__DATA PROVIDED__
[start]
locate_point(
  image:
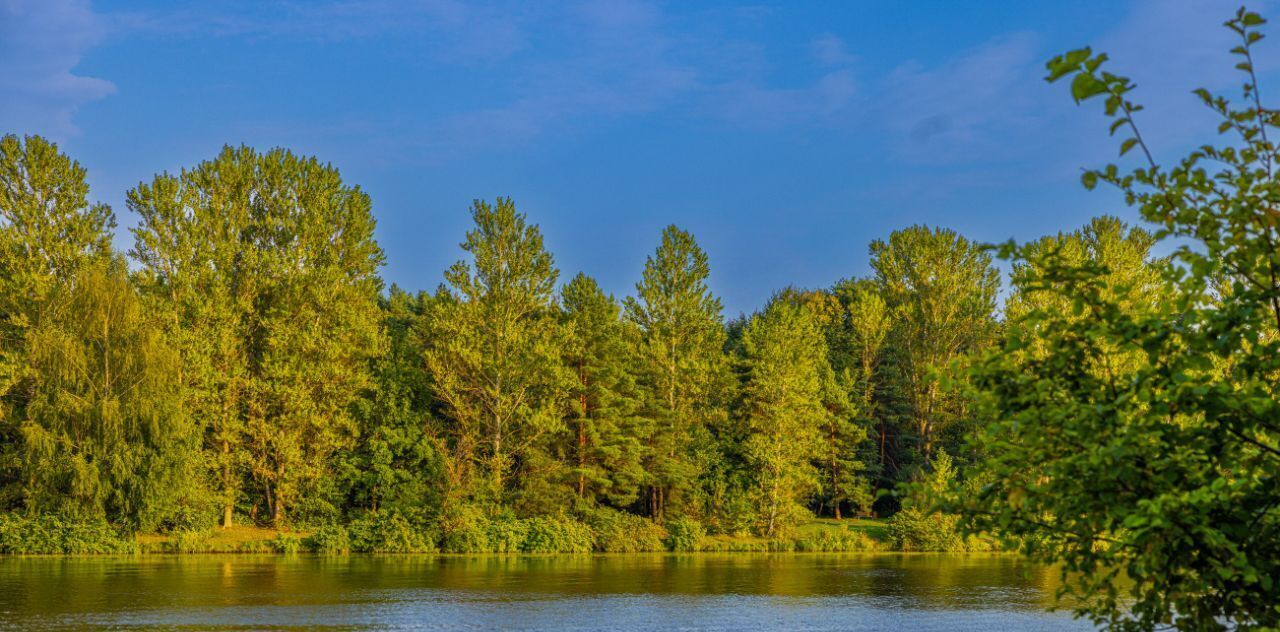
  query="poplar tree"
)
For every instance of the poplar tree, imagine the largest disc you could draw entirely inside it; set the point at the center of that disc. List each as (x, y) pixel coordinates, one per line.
(782, 403)
(494, 355)
(858, 360)
(320, 325)
(681, 362)
(195, 243)
(604, 448)
(269, 266)
(48, 232)
(105, 435)
(941, 289)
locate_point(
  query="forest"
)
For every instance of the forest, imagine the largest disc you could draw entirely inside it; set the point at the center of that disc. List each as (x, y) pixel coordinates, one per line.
(1109, 406)
(245, 365)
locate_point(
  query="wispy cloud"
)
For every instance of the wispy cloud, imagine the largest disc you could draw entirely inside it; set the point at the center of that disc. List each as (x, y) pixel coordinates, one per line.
(41, 42)
(964, 108)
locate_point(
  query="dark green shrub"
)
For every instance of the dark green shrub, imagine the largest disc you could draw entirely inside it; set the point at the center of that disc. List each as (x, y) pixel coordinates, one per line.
(330, 540)
(913, 530)
(465, 530)
(54, 535)
(556, 535)
(389, 532)
(685, 534)
(625, 532)
(188, 541)
(284, 543)
(507, 535)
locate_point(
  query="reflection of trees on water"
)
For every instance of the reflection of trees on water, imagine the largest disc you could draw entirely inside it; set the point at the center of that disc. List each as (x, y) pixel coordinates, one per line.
(933, 581)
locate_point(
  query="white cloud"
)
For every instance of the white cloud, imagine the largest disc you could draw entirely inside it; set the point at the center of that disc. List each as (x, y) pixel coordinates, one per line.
(963, 108)
(41, 42)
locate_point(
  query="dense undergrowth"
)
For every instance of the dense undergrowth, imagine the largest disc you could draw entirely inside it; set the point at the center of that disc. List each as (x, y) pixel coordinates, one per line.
(392, 532)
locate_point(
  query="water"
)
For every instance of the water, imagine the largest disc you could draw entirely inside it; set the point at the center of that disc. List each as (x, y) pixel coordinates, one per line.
(627, 592)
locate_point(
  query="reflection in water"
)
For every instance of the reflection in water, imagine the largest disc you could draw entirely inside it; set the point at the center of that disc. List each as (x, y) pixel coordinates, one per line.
(705, 591)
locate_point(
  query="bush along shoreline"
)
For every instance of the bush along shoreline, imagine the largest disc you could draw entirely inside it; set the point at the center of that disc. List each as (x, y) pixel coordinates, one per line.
(603, 531)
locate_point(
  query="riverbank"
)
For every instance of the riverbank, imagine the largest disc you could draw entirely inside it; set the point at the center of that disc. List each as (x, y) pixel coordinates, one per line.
(392, 534)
[end]
All of the records need repeating exactly, except for the pictures.

__RESULT OF THIS TASK__
locate_point(
  image:
  query="poplar tree"
)
For every instance of the poplar tree, imagine the largest disc you could draw entirely inside it; set the point at the center of that disc. List each as (x, y) pixel coordinates, one per line.
(782, 403)
(494, 355)
(858, 360)
(320, 325)
(681, 362)
(195, 243)
(604, 448)
(269, 266)
(48, 232)
(105, 435)
(941, 289)
locate_point(
  query="forest"
)
For every instance of the forest, imagine the largest disc you could draw entirely inside it; set the point at the center of that disc. List each as (x, y) pixel coordinates, one per line.
(1109, 406)
(245, 365)
locate_point(
  query="wispy cloud"
)
For every instance of the wispy cloud, imagine the largest disc you could draw entirely inside it; set the point at the center of that disc. List each as (x, y) pixel coordinates, one per line.
(41, 42)
(964, 108)
locate_point(
  query="dark green shrub"
)
For every instance of the dark green shrub, imagine the largest disc you could draw entirely inside it; set the point at the center of that disc. List each as (x, y) pixel coordinates, one per line.
(330, 540)
(913, 530)
(465, 530)
(54, 535)
(556, 535)
(389, 532)
(685, 534)
(625, 532)
(188, 541)
(284, 543)
(507, 535)
locate_point(
  query="reflection of trees on water"
)
For every instance of the reflection of trees on water, imagine the largest disc you could draw entirely inside it; set the point at the center of that disc. List each as (x, y) pixel coordinates, one per line.
(933, 581)
locate_point(
  query="white cloud"
)
For every instance of the white cloud, imagine the largest disc you could draw entirely inside it; set the point at the center of that disc. List each as (x, y) pixel coordinates, one per line.
(963, 108)
(41, 42)
locate_point(
  query="dense undergrowth"
)
For every instance of the dense undergrowth, imagine the largest disc you could draw entirely inside it; set the point at the center of that disc. List each as (x, y) pixel coordinates, one per line.
(392, 532)
locate_point(
  query="water"
)
For every instance of the water, imagine the largest disc you could draw entirely inside it; set the point at the center of that disc. List each as (x, y) pixel coordinates, one per line.
(627, 592)
locate_point(
  query="reflection in water"
)
For every instance of the reflection in water, imagine the largest disc you could draw entirely inside it; set the point at the center of that disc. List each as (x, y) pixel coordinates, one per line.
(705, 591)
locate_point(
  query="bush along shoreline"
)
For every instance of the bush along shoreline, imagine the largest disc you could draw entirely inside it; set the point at the center of that disc. List each as (x, y) pixel coordinates, one per line.
(603, 531)
locate_point(
  query="riverbank"
)
For every instance of the riverbank, imagine the largest disc you could draw entirely inside it; set the point at the center of that disc. List each as (x, y) pixel coordinates, one per line.
(392, 534)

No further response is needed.